| Written instruction |
Transcribe the listing exactly, leaving out every picture.

| Data excerpts |
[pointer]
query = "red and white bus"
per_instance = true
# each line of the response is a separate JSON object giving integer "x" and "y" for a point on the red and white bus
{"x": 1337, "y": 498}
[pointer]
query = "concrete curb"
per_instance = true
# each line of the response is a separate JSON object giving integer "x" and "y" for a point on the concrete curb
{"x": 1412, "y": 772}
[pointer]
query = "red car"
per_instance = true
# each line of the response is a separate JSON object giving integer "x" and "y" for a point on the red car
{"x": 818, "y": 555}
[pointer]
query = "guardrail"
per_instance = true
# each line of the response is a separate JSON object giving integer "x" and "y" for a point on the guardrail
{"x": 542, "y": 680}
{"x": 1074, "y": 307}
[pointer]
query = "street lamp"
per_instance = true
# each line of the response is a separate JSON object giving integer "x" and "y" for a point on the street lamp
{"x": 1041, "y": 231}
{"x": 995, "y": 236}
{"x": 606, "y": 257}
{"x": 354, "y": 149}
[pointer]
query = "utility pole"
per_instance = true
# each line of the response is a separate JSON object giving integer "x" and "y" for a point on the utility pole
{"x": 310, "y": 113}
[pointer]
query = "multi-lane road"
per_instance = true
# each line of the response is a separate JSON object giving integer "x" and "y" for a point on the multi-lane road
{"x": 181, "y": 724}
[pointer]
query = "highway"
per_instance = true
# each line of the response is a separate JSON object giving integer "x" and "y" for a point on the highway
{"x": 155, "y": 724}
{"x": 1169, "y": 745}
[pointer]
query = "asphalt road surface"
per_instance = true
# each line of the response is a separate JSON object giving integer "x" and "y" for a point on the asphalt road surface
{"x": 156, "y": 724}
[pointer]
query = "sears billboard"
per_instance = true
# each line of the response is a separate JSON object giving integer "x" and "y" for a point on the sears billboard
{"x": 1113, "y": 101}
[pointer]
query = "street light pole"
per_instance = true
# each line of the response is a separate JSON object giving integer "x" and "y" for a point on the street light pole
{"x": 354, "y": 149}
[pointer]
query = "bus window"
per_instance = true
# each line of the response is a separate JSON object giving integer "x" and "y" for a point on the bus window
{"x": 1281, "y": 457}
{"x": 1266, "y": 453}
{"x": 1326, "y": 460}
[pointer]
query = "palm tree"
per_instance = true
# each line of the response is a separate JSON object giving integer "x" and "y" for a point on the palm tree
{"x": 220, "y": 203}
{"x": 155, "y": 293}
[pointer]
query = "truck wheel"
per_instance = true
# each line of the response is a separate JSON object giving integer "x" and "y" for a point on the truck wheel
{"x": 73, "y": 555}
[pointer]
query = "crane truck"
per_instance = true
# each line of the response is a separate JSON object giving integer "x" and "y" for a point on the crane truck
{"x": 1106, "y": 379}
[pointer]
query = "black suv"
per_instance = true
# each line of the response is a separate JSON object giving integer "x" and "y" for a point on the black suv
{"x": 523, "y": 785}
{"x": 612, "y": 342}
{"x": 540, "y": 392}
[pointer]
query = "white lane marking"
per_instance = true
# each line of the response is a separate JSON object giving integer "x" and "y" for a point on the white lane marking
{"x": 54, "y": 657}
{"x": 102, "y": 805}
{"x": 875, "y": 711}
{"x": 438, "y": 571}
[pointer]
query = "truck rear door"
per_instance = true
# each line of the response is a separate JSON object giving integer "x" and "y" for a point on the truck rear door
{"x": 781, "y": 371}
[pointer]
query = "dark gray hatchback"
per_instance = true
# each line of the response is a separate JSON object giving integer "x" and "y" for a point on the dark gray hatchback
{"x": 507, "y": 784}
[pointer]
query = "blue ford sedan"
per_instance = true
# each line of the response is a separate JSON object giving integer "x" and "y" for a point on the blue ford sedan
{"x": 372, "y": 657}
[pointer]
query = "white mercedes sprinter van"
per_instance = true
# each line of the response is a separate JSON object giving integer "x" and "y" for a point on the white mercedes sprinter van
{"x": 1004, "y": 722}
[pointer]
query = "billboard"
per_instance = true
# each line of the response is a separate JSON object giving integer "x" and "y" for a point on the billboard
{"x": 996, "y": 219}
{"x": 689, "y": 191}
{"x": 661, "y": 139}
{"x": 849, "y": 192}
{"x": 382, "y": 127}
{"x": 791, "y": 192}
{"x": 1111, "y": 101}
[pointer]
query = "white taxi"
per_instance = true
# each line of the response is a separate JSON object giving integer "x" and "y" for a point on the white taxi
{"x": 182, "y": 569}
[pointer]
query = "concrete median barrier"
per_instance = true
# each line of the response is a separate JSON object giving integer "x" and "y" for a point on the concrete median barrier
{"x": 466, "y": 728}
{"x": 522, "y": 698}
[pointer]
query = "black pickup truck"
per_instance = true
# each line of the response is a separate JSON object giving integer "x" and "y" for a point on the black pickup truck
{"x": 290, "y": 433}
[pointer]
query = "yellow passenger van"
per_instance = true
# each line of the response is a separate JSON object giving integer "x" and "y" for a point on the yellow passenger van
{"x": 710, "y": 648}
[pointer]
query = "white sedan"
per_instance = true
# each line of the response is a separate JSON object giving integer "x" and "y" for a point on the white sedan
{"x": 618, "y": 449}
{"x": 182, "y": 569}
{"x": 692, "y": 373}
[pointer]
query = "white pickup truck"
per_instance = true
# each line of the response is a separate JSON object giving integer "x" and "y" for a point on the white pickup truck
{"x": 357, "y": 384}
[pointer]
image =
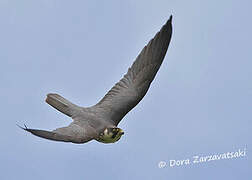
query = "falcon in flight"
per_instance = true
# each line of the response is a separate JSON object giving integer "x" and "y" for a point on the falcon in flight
{"x": 100, "y": 121}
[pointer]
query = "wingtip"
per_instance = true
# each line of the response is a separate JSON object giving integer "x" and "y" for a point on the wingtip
{"x": 24, "y": 128}
{"x": 170, "y": 19}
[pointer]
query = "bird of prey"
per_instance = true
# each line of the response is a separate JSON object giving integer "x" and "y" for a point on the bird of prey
{"x": 99, "y": 122}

| Solution |
[pointer]
query = "red and white bus"
per_instance = true
# each line of the response is a separate JSON object giving integer "x" and "y" for a point on the red and white bus
{"x": 1337, "y": 498}
[pointer]
query = "concrete curb"
per_instance = true
# each line of the response is a separate JSON object giving integer "x" and "y" for a point on the concrete curb
{"x": 1412, "y": 772}
[pointer]
query = "red car"
per_instance = true
# each line of the response is a separate JSON object giving integer "x" and "y" for a point on the red car
{"x": 818, "y": 555}
[pointer]
query = "guardrail"
per_instance = true
# each line of the response is a separate JSON object giving integer "x" and "y" for a point on the guardrail
{"x": 542, "y": 680}
{"x": 1074, "y": 307}
[pointer]
query = "street lamp"
per_instance = true
# each line of the response is a separate JSON object giving integer "x" and "y" for a point on the street lamp
{"x": 1041, "y": 231}
{"x": 995, "y": 236}
{"x": 606, "y": 257}
{"x": 354, "y": 149}
[pointer]
query = "utility pole"
per_instance = true
# each line of the response is a separate JSON object giving integer "x" and "y" for a point on the utility pole
{"x": 310, "y": 113}
[pointer]
query = "multi-lane road"
per_instance = true
# each line of the response is a separate JSON object giving integer "x" and "y" for a point on the multi-lane road
{"x": 181, "y": 724}
[pointer]
query = "highway"
per_instance = true
# each line of the response is a separate JSON object giving integer "x" and "y" for a point on the highway
{"x": 155, "y": 724}
{"x": 1169, "y": 745}
[pointer]
query = "asphalt road surface"
per_instance = true
# each line of the response is a separate JSON object giving integer "x" and "y" for a point on the asphalt road surface
{"x": 156, "y": 724}
[pointer]
query = "sears billboard"
per_instance = true
# each line of the response is a separate JSON object giving integer "x" and "y" for a point on the sears billboard
{"x": 1113, "y": 101}
[pointer]
query = "street light pole"
per_instance = true
# each line of the response is a separate JSON object giving integer "x" and "y" for a point on the street light pole
{"x": 354, "y": 149}
[pointer]
query = "bus window"
per_instance = true
# each line of the response is a separate JSON object giving integer "x" and "y" for a point on the bus window
{"x": 1281, "y": 457}
{"x": 1266, "y": 453}
{"x": 1326, "y": 460}
[pointer]
query = "palm tree"
per_instance = true
# each line of the response is a separate JSON object giving integer "x" and "y" for a point on the palm tree
{"x": 220, "y": 203}
{"x": 155, "y": 293}
[pointer]
query = "truck wheel"
per_instance = true
# each line of the response is a separate JSON object giving integer "x" and "y" for a point on the truck wheel
{"x": 73, "y": 555}
[pointer]
query = "crane truck"
per_instance = true
# each line of the response is a separate JSON object giving integer "x" and "y" for a point on the crane truck
{"x": 1106, "y": 379}
[pointer]
query = "black suv"
per_instance = true
# each line of the response is a separate JSON object giving integer "x" and "y" for a point on the black suv
{"x": 523, "y": 785}
{"x": 612, "y": 342}
{"x": 540, "y": 392}
[pointer]
query = "white lane marking"
per_instance = true
# each line of the response is a separate JSON object giving integer "x" and "y" for a point on the white lane marking
{"x": 54, "y": 657}
{"x": 102, "y": 805}
{"x": 875, "y": 711}
{"x": 438, "y": 571}
[pointer]
query = "truck rear door"
per_instance = true
# each line of the response is a separate JSON object giving integer "x" and "y" for a point on the truck rear door
{"x": 781, "y": 371}
[pointer]
query = "dark gray hatchback"
per_instance = true
# each line of the response is a separate JSON object giving integer "x" and "y" for a point on the dark gray hatchback
{"x": 507, "y": 784}
[pointer]
query = "blue ford sedan"
per_instance = true
# each line of the response is a separate JSON object giving integer "x" and "y" for a point on the blue ford sedan
{"x": 372, "y": 657}
[pointer]
query = "white mercedes sprinter van"
per_instance = true
# each line of the response is a separate JSON object giving integer "x" and "y" for a point on the white mercedes sprinter van
{"x": 1004, "y": 722}
[pointer]
query = "billboard"
per_instance = true
# each line of the response is a separate JSON object giving integer "x" and "y" for a point on the billboard
{"x": 996, "y": 219}
{"x": 689, "y": 191}
{"x": 661, "y": 139}
{"x": 849, "y": 192}
{"x": 382, "y": 127}
{"x": 791, "y": 192}
{"x": 1111, "y": 101}
[pointer]
query = "white taxi"
per_instance = true
# each line of the response is a separate JSON object giving integer "x" and "y" for a point on the white taxi
{"x": 182, "y": 569}
[pointer]
query = "concrete median barrier"
per_instance = true
# each line of the response is a separate JSON object giving integer "x" and "y" for a point on the concrete median barrier
{"x": 466, "y": 728}
{"x": 522, "y": 698}
[pointer]
query = "black pickup truck"
per_instance = true
# each line of the response is a separate JSON object giving integer "x" and "y" for a point on the black pickup truck
{"x": 290, "y": 433}
[pointer]
query = "yellow passenger van"
per_instance = true
# each line of the response is a separate JSON object giving integer "x" and "y" for a point on the yellow passenger van
{"x": 710, "y": 648}
[pointer]
query = "white sedan"
per_instance = true
# each line of the response is a separate JSON object giving integer "x" and "y" for a point on the white sedan
{"x": 618, "y": 449}
{"x": 182, "y": 569}
{"x": 692, "y": 373}
[pointer]
query = "white pickup truck"
per_instance = true
# each line of the response is a separate JSON object giving integer "x" and "y" for a point on the white pickup truck
{"x": 357, "y": 384}
[pointer]
image =
query = "falcon in flight"
per_instance = true
# each line of the response is a separate JSON object giving integer "x" and "y" for a point on the falcon in flight
{"x": 100, "y": 121}
[pointer]
query = "wingtip"
per_instance = true
# each line of the response is a separate JSON object giving integer "x" and "y" for a point on the wingtip
{"x": 24, "y": 128}
{"x": 170, "y": 19}
[pointer]
query = "bird of prey"
per_instance = true
# each line of the response is a separate JSON object giving integer "x" and "y" for a point on the bird of prey
{"x": 99, "y": 122}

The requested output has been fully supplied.